Extract each line below that contains the string "truck", copying every such line in full. Case counts when matching.

─── LISTED ENTRIES

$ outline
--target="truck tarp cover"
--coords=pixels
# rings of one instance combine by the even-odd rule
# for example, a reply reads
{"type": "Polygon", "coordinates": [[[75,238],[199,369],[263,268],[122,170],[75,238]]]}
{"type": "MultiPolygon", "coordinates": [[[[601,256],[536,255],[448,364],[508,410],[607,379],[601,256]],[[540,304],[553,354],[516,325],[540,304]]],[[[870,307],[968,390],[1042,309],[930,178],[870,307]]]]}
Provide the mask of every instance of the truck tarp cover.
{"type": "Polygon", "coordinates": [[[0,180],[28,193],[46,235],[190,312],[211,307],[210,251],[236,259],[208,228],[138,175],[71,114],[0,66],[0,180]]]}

──────
─── LISTED ENTRIES

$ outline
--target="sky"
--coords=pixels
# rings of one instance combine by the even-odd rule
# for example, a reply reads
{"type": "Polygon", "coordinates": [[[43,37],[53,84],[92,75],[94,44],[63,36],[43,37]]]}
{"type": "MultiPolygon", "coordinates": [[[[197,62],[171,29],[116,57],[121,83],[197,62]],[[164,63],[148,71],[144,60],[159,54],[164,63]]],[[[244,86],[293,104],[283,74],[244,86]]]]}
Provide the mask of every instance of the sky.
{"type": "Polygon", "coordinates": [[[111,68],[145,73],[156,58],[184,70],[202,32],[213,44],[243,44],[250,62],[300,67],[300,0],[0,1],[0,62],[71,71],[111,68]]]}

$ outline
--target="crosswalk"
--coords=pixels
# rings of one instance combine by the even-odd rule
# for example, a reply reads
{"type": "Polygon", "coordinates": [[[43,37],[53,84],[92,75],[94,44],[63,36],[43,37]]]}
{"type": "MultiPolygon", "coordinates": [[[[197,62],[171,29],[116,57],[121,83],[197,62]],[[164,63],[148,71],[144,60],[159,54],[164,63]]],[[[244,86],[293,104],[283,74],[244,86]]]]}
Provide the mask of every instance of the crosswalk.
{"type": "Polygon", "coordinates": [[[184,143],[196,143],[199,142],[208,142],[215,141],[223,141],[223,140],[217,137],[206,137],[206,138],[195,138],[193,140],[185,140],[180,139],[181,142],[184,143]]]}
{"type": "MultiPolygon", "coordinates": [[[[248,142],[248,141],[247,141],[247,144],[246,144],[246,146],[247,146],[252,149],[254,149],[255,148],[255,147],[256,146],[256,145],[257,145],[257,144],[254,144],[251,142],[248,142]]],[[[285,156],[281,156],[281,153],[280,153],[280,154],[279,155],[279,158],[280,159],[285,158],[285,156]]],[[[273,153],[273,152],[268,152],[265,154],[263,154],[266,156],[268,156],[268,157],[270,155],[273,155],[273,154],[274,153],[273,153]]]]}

──────

OUTPUT BELOW ->
--target="truck tarp cover"
Provide the mask of every instance of the truck tarp cover.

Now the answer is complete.